>>
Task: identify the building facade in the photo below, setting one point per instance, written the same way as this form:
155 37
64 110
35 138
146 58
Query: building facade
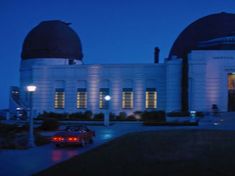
198 73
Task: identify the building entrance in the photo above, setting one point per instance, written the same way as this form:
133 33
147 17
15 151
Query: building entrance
231 92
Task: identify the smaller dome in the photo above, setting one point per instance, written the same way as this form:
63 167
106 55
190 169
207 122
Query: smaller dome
52 39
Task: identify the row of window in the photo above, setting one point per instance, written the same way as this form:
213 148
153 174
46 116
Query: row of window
127 98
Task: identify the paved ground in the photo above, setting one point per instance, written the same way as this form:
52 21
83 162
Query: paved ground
27 162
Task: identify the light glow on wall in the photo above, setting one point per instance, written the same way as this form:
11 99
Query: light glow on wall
59 99
151 99
127 99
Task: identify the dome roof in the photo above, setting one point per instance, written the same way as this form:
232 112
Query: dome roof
52 39
206 28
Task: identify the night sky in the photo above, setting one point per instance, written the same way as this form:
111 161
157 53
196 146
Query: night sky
111 31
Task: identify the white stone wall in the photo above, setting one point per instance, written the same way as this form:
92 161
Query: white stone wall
173 84
208 72
45 77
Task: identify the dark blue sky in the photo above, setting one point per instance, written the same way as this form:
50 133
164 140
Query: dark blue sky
111 31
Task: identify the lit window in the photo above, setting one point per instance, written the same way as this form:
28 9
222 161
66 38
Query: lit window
59 99
81 98
127 98
151 98
102 103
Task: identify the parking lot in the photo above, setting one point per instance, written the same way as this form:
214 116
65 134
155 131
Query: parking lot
27 162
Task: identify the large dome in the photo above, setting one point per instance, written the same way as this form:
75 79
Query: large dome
207 28
52 39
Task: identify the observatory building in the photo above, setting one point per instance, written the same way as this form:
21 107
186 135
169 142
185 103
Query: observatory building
199 72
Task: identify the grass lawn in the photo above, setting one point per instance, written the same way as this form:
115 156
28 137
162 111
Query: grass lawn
164 153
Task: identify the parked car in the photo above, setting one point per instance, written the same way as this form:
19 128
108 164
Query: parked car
73 135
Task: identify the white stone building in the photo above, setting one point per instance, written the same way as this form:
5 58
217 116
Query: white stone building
199 72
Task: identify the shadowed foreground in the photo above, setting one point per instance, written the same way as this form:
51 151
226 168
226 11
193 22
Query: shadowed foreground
173 153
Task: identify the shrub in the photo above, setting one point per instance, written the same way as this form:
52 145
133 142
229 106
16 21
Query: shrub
131 117
157 116
184 114
88 115
121 116
112 116
99 116
54 115
50 124
178 114
41 140
77 116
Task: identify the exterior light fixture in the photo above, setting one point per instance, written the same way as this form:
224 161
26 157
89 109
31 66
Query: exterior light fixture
31 89
107 98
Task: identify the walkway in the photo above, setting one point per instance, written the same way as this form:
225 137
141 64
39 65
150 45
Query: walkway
27 162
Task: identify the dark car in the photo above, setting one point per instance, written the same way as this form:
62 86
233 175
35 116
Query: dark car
73 135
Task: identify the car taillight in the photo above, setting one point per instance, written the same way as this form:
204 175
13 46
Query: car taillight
57 138
72 139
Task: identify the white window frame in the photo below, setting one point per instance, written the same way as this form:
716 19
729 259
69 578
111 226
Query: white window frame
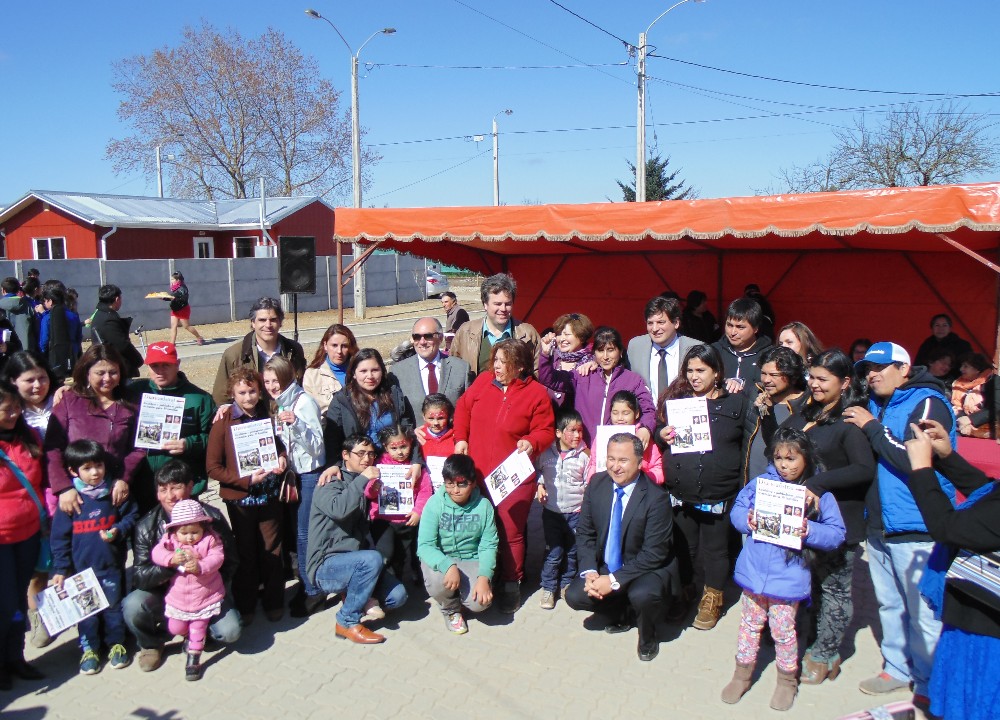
209 243
253 243
48 243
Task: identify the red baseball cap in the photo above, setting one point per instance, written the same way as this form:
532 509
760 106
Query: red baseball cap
162 352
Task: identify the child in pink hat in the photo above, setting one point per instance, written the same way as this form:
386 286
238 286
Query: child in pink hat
196 592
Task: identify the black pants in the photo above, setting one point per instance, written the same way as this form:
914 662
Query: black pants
646 596
702 543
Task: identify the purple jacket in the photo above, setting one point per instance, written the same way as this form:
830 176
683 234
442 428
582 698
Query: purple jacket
589 393
777 572
77 418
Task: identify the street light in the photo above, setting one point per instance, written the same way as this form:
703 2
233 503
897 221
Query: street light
640 154
496 158
359 276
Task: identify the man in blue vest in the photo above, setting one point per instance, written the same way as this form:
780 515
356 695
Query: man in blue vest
<<
What you will do
Each record above is to be written out exactly; the pictures are not.

Output for this exercise
Task: identify the building facade in the photo below, setting one point per instance, written the same way as this form:
155 37
64 110
35 138
146 58
Query: building facade
198 73
Task: identify the building entrance in the photo above, setting one point per instance, written the same way as this form:
133 33
147 17
15 151
Query: building entrance
231 92
Task: identify the smaller dome in the photo above, setting one point per instance, written the same way as this form:
63 167
106 55
190 169
207 122
Query: smaller dome
52 39
Task: identify the row of window in the photo above, setting one point per instance, written the same way as this form:
213 148
153 174
46 116
Query: row of window
127 98
Task: identify the paved ground in the photo above, setting one point per instance, written the same way as this form:
52 21
83 162
Query: paved ground
27 162
Task: identify the light glow on wall in the photo above, setting one point per instance, written the same way as this form:
11 99
Query: light glow on wall
59 99
151 99
127 99
Task: identify the dome roof in the photo above, setting one point per instance, written the same way as this form:
232 112
Query: dome roof
52 39
206 28
Task: identify the night sky in the photo above, setting one point per instance, written the same way as this form:
111 161
157 53
196 146
Query: night sky
111 31
Task: identify the white stone wall in the photo above, setting one point per instance, written the same way as this form:
92 161
Query: white stone wall
173 84
208 72
45 77
Task: identify the dark blue sky in the photo above, setting one point per instance, written the same way as this form:
50 133
164 140
Query: dark blue sky
111 31
Task: identify the lit window in the photo above, setting one point per instance, written the same way as this form:
28 9
222 161
66 38
Query: lit window
59 99
81 98
127 98
151 98
102 103
Task: identify the parking lot in the photo above, setting one point per instance, written the same way as this form:
214 116
65 134
155 131
Query: parking lot
27 162
Task: identify the large dome in the photo above, setting one point per instance, written the same way as this form:
75 79
Query: large dome
207 28
52 39
Task: identify the observatory building in the photo above, setting one point per instance, written the same way as this form:
21 107
186 135
169 142
185 103
Query: observatory building
199 72
Task: identify the grass lawn in the photo above, setting one point per instance, written the same way as this form:
115 156
28 137
162 111
Query: grass lawn
164 153
Task: identify the parked car in the photo above, setting one point per instance, written the same way as this form:
19 128
108 164
Query: parked car
73 135
Task: identify the white stone building in the photo above, setting one point per instance, written the same way as this form:
5 58
217 116
Query: white stone building
199 72
Task: identify the shadowed foreground in the photo above, setting one point per instance, written the same way as this form:
51 151
226 168
226 11
193 22
Query: shadowed foreground
173 153
Task: identify the shrub in the photo above, setting one point per instance, written the same way as this form:
52 145
133 142
229 106
16 21
Query: shrub
131 117
157 116
184 114
88 115
121 116
112 116
99 116
54 115
50 124
178 114
41 140
77 116
Task: identify the exterior light fixture in the photo above, setting one point per instance, written the same way as this form:
224 161
26 157
89 109
31 66
Query: exterior light fixture
31 89
107 98
Task: identify the walkway in the photo above, setting one point per instance, written the same way as this form:
225 137
141 64
39 65
150 45
Query: walkway
27 162
Task: identify the dark car in the photo above, setting one point per instance, written the same way as this form:
62 86
233 175
35 116
Query: dark car
73 135
Task: identify the car taillight in the photo above, setting one point per instance, written the same way as this form:
204 175
13 46
Query: car taillight
57 138
72 139
Task: identify the white window frame in the photo below, setting one point per instance, written the same way as this form:
716 19
729 259
69 578
111 226
Query: white window frame
209 243
253 243
48 243
Task: identify the red baseball cap in the photo above, setting one point per instance, written the same way as this form:
532 509
760 106
Query: red baseball cap
162 352
Task: identify the child in pink hat in the photo above, setting one point per instance, written the same way as this form:
386 286
238 286
Query: child in pink hat
196 592
Task: identify the black pants in the photo above, setting one point per instance, written the same way as this form:
914 662
Query: black pants
646 596
702 543
Task: identify the purple jacket in the photo above, setting one point per instance, written the same way as this form:
830 176
683 234
442 428
582 698
Query: purple jacket
589 393
777 572
77 418
Task: identify the street light in the photo above, setting one point per instance, written the same way as this form:
703 2
233 503
897 221
Query: street light
640 154
496 158
359 276
Task: identify the man in blue vest in the photo above, setting one point per instance, written the same way as this form:
780 515
356 695
Query: man in blue vest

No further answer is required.